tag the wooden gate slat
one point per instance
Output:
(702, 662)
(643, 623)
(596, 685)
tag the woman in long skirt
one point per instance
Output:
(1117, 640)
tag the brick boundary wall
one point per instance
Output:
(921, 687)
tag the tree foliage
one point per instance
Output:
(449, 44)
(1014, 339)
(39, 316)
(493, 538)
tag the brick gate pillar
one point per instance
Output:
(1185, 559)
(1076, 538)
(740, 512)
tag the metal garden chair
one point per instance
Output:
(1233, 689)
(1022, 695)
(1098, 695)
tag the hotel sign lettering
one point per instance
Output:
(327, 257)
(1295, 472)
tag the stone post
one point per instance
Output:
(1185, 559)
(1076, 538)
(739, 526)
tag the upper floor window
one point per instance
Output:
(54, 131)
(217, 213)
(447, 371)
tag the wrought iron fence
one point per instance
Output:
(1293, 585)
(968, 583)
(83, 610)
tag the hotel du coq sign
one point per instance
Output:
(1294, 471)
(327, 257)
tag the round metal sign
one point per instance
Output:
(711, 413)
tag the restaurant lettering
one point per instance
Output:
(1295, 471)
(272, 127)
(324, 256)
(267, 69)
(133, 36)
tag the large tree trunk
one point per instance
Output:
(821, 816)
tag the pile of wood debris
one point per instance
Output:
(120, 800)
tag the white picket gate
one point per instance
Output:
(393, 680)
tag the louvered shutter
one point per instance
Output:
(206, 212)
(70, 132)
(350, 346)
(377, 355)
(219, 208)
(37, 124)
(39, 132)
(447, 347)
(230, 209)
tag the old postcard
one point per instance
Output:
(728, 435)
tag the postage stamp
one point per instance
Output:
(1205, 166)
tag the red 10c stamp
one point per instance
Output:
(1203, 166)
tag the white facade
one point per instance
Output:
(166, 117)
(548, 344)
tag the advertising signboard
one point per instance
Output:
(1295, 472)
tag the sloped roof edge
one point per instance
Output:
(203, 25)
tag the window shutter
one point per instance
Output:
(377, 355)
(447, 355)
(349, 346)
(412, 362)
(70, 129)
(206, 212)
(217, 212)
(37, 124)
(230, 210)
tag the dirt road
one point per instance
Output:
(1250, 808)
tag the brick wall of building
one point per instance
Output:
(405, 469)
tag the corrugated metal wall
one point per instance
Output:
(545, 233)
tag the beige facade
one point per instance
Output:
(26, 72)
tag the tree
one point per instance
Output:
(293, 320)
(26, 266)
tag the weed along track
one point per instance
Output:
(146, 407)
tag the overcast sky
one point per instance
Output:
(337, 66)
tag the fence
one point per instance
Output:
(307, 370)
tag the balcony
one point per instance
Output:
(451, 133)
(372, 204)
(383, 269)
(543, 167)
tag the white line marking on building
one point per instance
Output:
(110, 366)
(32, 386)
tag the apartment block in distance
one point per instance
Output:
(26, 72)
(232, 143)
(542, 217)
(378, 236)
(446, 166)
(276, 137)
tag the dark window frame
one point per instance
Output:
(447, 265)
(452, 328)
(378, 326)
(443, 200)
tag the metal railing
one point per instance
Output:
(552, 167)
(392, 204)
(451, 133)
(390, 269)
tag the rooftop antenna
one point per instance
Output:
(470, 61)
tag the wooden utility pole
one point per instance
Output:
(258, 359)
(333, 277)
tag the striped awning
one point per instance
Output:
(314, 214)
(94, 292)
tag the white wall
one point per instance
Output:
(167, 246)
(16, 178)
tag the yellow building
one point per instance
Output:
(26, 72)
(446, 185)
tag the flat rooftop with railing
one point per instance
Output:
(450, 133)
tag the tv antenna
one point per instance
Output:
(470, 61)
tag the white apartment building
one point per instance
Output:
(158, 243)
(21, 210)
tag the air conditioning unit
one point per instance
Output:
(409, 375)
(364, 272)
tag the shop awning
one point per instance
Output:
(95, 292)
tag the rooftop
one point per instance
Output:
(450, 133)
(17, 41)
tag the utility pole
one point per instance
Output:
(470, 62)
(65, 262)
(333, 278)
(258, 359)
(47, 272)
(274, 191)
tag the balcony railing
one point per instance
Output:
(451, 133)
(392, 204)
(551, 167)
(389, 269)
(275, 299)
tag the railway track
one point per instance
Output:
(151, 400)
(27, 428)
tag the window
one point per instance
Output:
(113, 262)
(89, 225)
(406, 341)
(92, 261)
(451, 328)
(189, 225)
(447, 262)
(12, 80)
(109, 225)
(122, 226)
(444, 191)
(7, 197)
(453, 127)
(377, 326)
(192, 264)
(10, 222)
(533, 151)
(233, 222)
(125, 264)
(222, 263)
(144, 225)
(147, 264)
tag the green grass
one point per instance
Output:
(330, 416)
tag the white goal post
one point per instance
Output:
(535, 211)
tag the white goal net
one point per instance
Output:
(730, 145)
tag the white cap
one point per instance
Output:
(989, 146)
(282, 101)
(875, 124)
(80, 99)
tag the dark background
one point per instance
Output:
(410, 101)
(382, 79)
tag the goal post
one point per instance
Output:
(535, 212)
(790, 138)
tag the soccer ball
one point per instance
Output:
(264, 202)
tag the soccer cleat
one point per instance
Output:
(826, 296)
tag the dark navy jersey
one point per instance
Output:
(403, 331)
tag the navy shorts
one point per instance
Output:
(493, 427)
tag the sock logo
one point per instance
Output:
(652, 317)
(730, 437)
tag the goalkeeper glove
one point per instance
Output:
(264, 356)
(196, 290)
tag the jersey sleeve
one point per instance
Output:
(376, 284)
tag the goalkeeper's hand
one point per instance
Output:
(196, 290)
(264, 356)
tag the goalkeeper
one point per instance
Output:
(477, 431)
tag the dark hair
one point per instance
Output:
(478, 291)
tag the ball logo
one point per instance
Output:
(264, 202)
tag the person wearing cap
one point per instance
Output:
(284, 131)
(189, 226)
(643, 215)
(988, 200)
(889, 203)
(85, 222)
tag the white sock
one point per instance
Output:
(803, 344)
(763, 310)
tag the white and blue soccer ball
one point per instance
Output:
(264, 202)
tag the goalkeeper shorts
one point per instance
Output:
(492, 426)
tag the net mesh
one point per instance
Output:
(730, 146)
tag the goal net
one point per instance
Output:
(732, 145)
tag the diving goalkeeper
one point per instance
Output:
════════
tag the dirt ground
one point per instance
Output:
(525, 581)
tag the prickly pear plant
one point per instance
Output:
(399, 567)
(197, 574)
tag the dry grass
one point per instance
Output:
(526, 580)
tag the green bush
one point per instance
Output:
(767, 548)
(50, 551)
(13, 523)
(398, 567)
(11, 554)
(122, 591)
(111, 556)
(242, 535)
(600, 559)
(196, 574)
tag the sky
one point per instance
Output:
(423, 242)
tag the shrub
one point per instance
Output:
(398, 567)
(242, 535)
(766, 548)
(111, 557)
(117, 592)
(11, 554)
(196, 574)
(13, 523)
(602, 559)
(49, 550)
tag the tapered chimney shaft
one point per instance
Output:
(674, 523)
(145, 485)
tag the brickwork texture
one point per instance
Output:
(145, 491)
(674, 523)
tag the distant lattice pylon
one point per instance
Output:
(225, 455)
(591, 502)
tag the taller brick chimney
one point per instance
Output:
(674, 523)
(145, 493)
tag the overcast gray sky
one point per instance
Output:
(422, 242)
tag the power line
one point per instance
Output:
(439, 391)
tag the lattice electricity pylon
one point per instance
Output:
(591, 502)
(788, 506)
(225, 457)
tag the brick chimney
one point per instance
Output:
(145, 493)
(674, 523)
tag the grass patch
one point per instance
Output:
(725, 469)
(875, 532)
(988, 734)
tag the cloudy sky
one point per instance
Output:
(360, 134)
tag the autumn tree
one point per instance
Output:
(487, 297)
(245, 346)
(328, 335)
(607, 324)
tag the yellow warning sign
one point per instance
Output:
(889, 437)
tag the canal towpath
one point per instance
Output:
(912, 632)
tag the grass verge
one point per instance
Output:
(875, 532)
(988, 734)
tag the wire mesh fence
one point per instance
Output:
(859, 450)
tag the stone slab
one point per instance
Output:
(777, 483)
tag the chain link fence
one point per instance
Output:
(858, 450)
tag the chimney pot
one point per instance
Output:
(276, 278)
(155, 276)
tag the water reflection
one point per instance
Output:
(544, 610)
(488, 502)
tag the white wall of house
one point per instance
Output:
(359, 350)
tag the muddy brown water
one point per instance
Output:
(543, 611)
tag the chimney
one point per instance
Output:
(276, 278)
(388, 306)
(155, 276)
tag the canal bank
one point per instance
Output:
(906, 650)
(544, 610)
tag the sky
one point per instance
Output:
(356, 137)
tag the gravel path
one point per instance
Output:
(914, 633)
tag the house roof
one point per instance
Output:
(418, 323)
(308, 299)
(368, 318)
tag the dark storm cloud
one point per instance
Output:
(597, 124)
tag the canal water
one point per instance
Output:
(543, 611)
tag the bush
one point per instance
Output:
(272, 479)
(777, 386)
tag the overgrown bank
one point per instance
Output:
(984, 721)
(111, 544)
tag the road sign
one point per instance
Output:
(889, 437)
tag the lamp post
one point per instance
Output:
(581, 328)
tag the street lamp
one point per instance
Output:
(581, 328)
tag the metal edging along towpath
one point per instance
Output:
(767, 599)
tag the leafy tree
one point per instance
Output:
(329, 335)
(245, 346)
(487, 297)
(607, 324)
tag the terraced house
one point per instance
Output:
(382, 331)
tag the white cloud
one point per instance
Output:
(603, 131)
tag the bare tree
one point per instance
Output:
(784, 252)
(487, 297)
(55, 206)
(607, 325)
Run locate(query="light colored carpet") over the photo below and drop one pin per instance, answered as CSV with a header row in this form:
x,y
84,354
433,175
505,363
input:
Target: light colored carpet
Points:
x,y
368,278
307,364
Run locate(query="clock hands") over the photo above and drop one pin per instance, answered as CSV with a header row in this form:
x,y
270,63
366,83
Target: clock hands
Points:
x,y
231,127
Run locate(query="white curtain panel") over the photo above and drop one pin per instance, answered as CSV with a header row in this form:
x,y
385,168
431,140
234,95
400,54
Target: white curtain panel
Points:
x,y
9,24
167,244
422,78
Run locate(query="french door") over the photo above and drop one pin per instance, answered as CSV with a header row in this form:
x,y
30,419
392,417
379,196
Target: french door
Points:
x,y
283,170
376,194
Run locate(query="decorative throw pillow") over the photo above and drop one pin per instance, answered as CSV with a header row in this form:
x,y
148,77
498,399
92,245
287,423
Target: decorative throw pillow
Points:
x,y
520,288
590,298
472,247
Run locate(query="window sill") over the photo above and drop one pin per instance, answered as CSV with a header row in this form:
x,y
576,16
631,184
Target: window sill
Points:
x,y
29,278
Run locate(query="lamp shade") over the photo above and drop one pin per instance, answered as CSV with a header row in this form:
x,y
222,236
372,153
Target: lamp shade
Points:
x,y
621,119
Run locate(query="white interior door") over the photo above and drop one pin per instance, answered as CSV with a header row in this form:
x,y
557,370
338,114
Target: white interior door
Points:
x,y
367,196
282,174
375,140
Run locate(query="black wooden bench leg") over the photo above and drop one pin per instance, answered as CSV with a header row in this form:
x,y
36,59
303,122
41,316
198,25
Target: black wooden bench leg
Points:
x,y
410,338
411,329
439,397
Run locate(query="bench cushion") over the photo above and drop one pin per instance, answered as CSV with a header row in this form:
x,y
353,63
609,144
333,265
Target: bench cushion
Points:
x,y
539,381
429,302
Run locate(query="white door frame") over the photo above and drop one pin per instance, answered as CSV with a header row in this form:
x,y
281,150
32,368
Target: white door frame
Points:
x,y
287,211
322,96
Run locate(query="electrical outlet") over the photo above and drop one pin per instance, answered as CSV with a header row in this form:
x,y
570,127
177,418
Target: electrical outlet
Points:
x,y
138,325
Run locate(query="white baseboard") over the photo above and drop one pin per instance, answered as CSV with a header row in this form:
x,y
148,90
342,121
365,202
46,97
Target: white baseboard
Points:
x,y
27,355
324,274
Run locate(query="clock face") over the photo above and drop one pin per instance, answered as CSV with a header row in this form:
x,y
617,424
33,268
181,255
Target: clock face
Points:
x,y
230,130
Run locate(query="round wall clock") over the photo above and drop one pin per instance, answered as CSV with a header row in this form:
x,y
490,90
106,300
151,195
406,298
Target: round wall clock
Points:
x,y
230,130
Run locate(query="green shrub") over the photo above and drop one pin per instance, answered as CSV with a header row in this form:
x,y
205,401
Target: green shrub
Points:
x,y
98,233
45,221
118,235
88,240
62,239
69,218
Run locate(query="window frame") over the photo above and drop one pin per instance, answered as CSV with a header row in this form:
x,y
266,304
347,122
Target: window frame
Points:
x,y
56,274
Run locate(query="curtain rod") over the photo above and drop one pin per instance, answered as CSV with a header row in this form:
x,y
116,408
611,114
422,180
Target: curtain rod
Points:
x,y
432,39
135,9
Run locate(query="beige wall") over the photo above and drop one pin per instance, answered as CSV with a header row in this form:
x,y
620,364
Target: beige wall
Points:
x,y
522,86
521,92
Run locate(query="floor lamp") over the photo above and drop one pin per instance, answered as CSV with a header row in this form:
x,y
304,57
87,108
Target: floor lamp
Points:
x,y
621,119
════════
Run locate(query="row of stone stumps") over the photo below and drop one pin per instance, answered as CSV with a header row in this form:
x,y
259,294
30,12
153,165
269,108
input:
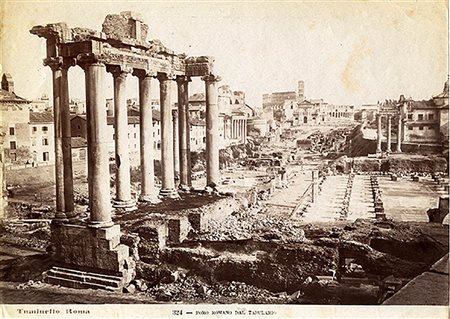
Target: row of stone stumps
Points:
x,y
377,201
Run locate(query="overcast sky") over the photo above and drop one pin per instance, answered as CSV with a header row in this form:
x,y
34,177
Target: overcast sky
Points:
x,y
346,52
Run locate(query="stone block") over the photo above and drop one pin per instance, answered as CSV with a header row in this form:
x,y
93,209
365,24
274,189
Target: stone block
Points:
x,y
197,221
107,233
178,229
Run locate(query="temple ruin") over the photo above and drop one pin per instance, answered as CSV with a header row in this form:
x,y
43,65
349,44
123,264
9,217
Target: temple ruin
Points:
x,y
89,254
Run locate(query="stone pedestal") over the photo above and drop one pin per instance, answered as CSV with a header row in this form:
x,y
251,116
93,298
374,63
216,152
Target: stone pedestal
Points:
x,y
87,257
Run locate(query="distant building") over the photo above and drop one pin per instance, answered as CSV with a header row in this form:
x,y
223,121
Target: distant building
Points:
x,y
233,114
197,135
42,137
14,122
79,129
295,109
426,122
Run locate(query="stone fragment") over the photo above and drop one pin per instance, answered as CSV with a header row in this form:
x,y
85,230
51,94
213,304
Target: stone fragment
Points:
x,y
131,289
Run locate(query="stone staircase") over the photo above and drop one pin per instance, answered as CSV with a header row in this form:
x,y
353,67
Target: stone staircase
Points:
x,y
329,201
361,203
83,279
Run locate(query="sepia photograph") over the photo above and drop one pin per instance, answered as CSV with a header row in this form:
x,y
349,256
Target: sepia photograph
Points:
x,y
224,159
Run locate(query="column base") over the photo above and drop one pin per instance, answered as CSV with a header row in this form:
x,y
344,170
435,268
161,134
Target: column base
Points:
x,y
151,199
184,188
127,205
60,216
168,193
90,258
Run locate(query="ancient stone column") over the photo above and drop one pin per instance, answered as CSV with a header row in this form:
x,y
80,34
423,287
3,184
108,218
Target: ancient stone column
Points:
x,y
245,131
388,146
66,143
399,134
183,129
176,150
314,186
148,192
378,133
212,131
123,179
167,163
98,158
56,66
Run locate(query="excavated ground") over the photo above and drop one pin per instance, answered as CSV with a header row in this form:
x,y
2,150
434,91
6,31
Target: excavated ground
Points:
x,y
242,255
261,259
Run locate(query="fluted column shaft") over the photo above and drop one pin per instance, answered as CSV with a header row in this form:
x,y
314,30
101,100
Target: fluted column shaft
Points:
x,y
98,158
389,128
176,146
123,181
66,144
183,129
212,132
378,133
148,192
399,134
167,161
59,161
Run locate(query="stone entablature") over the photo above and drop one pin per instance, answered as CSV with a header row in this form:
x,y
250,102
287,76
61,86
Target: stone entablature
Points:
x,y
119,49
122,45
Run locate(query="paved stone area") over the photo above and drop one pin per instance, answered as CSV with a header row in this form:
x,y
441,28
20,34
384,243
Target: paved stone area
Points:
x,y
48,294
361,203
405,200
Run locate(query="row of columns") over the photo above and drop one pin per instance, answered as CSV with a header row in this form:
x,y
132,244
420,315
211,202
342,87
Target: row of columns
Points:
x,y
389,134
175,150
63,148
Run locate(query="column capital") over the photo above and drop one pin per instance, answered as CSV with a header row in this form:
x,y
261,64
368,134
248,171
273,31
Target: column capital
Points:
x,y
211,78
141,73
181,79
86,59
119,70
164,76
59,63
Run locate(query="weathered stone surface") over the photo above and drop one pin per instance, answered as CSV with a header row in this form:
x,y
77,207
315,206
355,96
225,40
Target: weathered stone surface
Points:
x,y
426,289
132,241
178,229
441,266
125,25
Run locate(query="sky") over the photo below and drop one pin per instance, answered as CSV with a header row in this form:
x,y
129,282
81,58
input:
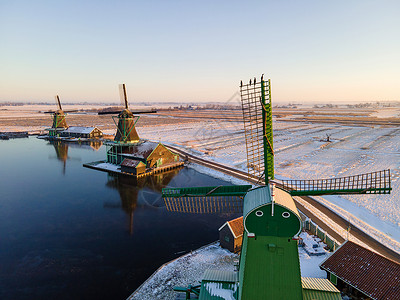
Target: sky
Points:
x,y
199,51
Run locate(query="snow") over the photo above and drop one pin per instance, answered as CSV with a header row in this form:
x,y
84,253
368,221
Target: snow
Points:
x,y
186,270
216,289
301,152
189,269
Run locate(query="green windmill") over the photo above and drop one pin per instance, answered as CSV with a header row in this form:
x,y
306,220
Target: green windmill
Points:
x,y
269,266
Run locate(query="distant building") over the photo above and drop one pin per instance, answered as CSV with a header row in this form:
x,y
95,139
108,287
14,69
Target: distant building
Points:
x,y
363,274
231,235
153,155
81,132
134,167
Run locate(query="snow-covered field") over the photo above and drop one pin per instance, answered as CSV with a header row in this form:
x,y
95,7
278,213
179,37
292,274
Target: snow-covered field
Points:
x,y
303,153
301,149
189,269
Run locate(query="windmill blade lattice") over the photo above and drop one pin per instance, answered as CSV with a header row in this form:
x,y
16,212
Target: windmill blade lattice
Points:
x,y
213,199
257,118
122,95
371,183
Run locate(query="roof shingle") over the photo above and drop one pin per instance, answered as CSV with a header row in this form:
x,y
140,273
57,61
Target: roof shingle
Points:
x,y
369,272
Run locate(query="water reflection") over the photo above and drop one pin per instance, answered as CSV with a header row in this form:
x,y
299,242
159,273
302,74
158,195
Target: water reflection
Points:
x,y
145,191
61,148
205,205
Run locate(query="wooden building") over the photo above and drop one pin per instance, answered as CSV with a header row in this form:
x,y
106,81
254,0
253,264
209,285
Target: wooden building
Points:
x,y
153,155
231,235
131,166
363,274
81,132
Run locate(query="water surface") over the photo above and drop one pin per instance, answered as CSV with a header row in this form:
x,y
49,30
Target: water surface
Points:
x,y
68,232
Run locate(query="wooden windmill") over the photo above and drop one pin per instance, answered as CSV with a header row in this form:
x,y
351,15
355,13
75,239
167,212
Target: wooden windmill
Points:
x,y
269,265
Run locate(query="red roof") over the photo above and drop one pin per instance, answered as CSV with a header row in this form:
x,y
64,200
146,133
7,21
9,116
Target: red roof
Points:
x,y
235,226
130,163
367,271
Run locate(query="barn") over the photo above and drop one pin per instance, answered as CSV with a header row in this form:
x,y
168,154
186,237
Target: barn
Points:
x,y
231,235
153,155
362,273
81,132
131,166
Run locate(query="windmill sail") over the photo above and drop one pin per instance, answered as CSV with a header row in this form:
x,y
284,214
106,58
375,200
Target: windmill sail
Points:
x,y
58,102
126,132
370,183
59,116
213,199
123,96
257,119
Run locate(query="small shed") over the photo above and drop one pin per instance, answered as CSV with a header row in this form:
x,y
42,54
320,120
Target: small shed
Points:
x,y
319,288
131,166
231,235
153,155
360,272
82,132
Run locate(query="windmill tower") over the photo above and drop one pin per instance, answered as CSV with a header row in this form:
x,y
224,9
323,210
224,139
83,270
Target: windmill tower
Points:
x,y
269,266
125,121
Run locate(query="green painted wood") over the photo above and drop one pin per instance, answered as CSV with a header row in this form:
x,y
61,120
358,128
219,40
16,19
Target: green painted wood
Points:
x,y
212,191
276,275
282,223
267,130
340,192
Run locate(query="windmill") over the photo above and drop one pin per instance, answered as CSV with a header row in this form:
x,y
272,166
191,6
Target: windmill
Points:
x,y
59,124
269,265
════════
(Objective): Locate every line in the records above that contains the word "lattice" and copy each one.

(Solution to this exercise):
tag the distant lattice pylon
tag the lattice electricity pylon
Run locate(query="windmill blade lattice") over the photo above and drop one pin per instance, answered as CSV with a header row in this form:
Target: windmill blade lattice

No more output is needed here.